PROMPT:
Render every line of the items below as a Markdown table with two columns, Row for a running row number and Line for the line itself, skipping any blank lines. Leave the pictures out of the table.

Lines of data:
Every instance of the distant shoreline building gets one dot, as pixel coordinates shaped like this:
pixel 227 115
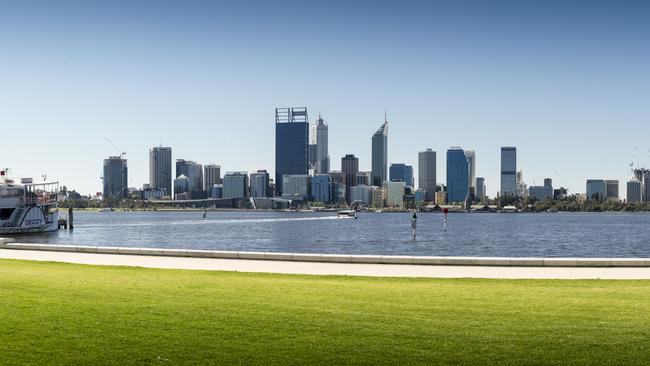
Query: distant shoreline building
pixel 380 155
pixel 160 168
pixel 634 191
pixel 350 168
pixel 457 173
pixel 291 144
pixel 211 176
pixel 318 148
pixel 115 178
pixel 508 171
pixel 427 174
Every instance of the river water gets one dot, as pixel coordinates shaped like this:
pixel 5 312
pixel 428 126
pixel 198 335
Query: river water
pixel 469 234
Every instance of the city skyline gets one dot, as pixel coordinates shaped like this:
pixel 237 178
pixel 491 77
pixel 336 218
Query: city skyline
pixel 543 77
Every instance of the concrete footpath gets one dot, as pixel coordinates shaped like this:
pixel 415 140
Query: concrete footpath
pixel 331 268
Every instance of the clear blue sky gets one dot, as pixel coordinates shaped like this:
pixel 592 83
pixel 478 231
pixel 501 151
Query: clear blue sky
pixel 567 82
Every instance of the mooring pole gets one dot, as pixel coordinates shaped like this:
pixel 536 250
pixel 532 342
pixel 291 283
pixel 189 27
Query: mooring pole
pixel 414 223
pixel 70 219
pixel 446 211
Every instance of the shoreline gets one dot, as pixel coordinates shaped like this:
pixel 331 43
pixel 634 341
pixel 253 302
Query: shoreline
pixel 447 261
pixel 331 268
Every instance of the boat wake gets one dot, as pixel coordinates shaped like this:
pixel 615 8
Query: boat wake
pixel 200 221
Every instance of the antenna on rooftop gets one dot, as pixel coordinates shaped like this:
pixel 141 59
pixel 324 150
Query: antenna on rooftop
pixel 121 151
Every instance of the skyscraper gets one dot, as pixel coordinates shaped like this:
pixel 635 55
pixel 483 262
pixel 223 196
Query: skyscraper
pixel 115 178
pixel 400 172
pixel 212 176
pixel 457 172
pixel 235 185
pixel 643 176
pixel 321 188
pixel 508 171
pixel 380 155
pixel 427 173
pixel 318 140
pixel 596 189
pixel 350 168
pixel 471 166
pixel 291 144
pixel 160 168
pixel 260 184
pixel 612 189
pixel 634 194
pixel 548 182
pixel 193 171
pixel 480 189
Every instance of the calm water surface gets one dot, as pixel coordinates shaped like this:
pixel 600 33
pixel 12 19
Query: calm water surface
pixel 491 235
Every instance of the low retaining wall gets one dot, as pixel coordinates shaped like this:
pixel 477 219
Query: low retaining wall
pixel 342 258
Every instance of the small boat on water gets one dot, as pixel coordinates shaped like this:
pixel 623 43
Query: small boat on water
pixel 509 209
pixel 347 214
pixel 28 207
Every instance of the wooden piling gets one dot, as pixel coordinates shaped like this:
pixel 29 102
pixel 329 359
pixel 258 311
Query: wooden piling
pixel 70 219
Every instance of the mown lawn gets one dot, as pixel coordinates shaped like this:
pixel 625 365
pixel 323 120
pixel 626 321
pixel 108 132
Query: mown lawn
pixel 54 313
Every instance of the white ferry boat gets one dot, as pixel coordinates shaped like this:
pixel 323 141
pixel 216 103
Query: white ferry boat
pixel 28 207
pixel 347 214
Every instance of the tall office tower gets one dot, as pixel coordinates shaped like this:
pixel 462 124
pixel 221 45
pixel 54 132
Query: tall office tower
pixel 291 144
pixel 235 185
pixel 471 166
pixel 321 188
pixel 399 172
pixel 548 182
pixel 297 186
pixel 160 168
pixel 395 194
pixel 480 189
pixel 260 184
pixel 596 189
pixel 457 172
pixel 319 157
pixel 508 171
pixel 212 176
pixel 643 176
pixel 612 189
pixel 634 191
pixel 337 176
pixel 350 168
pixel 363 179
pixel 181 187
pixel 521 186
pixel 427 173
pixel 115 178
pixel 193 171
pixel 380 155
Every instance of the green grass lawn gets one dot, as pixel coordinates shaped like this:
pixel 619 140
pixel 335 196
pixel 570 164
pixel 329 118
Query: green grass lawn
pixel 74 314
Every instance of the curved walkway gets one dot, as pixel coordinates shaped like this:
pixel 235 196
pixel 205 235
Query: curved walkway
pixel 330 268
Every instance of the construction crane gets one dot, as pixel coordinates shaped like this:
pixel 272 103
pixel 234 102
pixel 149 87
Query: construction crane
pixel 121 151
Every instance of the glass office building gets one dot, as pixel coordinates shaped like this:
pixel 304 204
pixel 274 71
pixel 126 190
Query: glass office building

EXERCISE OUTPUT:
| Row | Line |
|---|---|
| 1 | Every instance of the distant shoreline building gets one dot, as pixel coordinates shaped like this: |
| 2 | pixel 227 115 |
| 3 | Query: distant shoreline building |
| 4 | pixel 380 155 |
| 5 | pixel 160 168 |
| 6 | pixel 634 191 |
| 7 | pixel 350 168 |
| 8 | pixel 457 173 |
| 9 | pixel 291 144 |
| 10 | pixel 211 176 |
| 11 | pixel 318 148 |
| 12 | pixel 115 178 |
| 13 | pixel 508 171 |
| 14 | pixel 427 174 |
| 15 | Every instance of the river water gets one dot, as pixel coordinates shaped like this: |
| 16 | pixel 5 312 |
| 17 | pixel 428 126 |
| 18 | pixel 198 335 |
| 19 | Query: river water |
| 20 | pixel 469 234 |
| 21 | Every instance of the city skyline gets one dot, as pixel coordinates shaped like this: |
| 22 | pixel 237 178 |
| 23 | pixel 491 77 |
| 24 | pixel 336 218 |
| 25 | Query: city skyline |
| 26 | pixel 543 77 |
| 27 | Every instance of the concrete footpath gets one dot, as pixel coordinates shaped like this: |
| 28 | pixel 415 140 |
| 29 | Query: concrete footpath |
| 30 | pixel 331 268 |
| 31 | Every instance of the clear blue sky gets one dot, as pixel coordinates shaped like this: |
| 32 | pixel 592 83 |
| 33 | pixel 478 231 |
| 34 | pixel 501 151 |
| 35 | Query: clear blue sky |
| 36 | pixel 567 82 |
| 37 | Every instance of the mooring pole gets one dot, as pixel coordinates shaped like this: |
| 38 | pixel 536 250 |
| 39 | pixel 532 342 |
| 40 | pixel 291 283 |
| 41 | pixel 189 27 |
| 42 | Query: mooring pole |
| 43 | pixel 414 223 |
| 44 | pixel 70 219 |
| 45 | pixel 446 211 |
| 46 | Every instance of the shoreline gets one dot, as pixel coordinates shaped like this: |
| 47 | pixel 331 43 |
| 48 | pixel 634 341 |
| 49 | pixel 253 302 |
| 50 | Query: shoreline |
| 51 | pixel 447 261 |
| 52 | pixel 331 268 |
| 53 | Every instance of the boat wake gets one dot, as pixel coordinates shaped like this: |
| 54 | pixel 615 8 |
| 55 | Query: boat wake |
| 56 | pixel 200 221 |
| 57 | Every instance of the antenna on rooftop gets one dot, as pixel coordinates shaped like this: |
| 58 | pixel 141 59 |
| 59 | pixel 324 150 |
| 60 | Query: antenna on rooftop |
| 61 | pixel 121 151 |
| 62 | Every instance of the skyscraper gets one dot, as pixel coordinates shaped like this: |
| 63 | pixel 635 55 |
| 64 | pixel 483 262 |
| 65 | pixel 223 196 |
| 66 | Query: skyscraper |
| 67 | pixel 115 178 |
| 68 | pixel 400 172 |
| 69 | pixel 212 176 |
| 70 | pixel 457 172 |
| 71 | pixel 235 185 |
| 72 | pixel 643 176 |
| 73 | pixel 321 188 |
| 74 | pixel 508 171 |
| 75 | pixel 380 155 |
| 76 | pixel 427 173 |
| 77 | pixel 318 140 |
| 78 | pixel 596 189 |
| 79 | pixel 350 168 |
| 80 | pixel 471 166 |
| 81 | pixel 291 144 |
| 82 | pixel 160 168 |
| 83 | pixel 260 184 |
| 84 | pixel 612 189 |
| 85 | pixel 634 194 |
| 86 | pixel 548 182 |
| 87 | pixel 193 171 |
| 88 | pixel 480 189 |
| 89 | Every instance of the calm water surface gets one dot, as pixel coordinates shaped like this: |
| 90 | pixel 600 33 |
| 91 | pixel 12 19 |
| 92 | Query: calm water surface |
| 93 | pixel 491 235 |
| 94 | Every instance of the low retaining wall gets one dot, as pixel coordinates shaped like this: |
| 95 | pixel 477 219 |
| 96 | Query: low retaining wall |
| 97 | pixel 342 258 |
| 98 | Every instance of the small boat on water gets one dot, as pixel coordinates shaped like this: |
| 99 | pixel 623 43 |
| 100 | Query: small boat on water |
| 101 | pixel 509 209 |
| 102 | pixel 347 214 |
| 103 | pixel 28 207 |
| 104 | Every instance of the wooden piling gets one dot, as pixel coordinates shaped like this: |
| 105 | pixel 29 102 |
| 106 | pixel 329 359 |
| 107 | pixel 258 311 |
| 108 | Query: wooden piling |
| 109 | pixel 70 219 |
| 110 | Every instance of the mown lawn gets one dot, as pixel coordinates shaped like this: |
| 111 | pixel 625 365 |
| 112 | pixel 323 120 |
| 113 | pixel 626 321 |
| 114 | pixel 108 132 |
| 115 | Query: mown lawn |
| 116 | pixel 54 313 |
| 117 | Every instance of the white ferry boat gets one dot, as pixel coordinates shaped like this: |
| 118 | pixel 323 141 |
| 119 | pixel 216 103 |
| 120 | Query: white ferry boat |
| 121 | pixel 28 207 |
| 122 | pixel 347 214 |
| 123 | Every instance of the tall office tower gets one dot, as pixel coordinates shaped like this: |
| 124 | pixel 462 124 |
| 125 | pixel 221 45 |
| 126 | pixel 54 132 |
| 127 | Query: tall office tower |
| 128 | pixel 291 144 |
| 129 | pixel 235 185 |
| 130 | pixel 471 166 |
| 131 | pixel 321 188 |
| 132 | pixel 399 172 |
| 133 | pixel 548 182 |
| 134 | pixel 297 186 |
| 135 | pixel 160 168 |
| 136 | pixel 395 194 |
| 137 | pixel 480 189 |
| 138 | pixel 260 184 |
| 139 | pixel 596 189 |
| 140 | pixel 457 172 |
| 141 | pixel 319 157 |
| 142 | pixel 508 171 |
| 143 | pixel 212 176 |
| 144 | pixel 643 176 |
| 145 | pixel 612 189 |
| 146 | pixel 634 191 |
| 147 | pixel 337 176 |
| 148 | pixel 350 168 |
| 149 | pixel 363 179 |
| 150 | pixel 181 187 |
| 151 | pixel 521 186 |
| 152 | pixel 427 173 |
| 153 | pixel 115 178 |
| 154 | pixel 193 171 |
| 155 | pixel 380 155 |
| 156 | Every instance of the green grass lawn gets one dot, as pixel coordinates shaped like this: |
| 157 | pixel 619 140 |
| 158 | pixel 335 196 |
| 159 | pixel 570 164 |
| 160 | pixel 329 118 |
| 161 | Query: green grass lawn |
| 162 | pixel 74 314 |
| 163 | Every instance of the curved walkway gets one dot, as pixel coordinates shaped like this: |
| 164 | pixel 235 196 |
| 165 | pixel 205 235 |
| 166 | Query: curved walkway |
| 167 | pixel 330 268 |
| 168 | Every instance of the construction crane gets one dot, as pixel coordinates shaped like this: |
| 169 | pixel 272 103 |
| 170 | pixel 234 102 |
| 171 | pixel 149 87 |
| 172 | Query: construction crane |
| 173 | pixel 121 151 |
| 174 | Every instance of the glass office building gets one dot, as pixel coordinates shaped like this: |
| 175 | pixel 304 204 |
| 176 | pixel 274 71 |
| 177 | pixel 126 190 |
| 178 | Query: glass office building |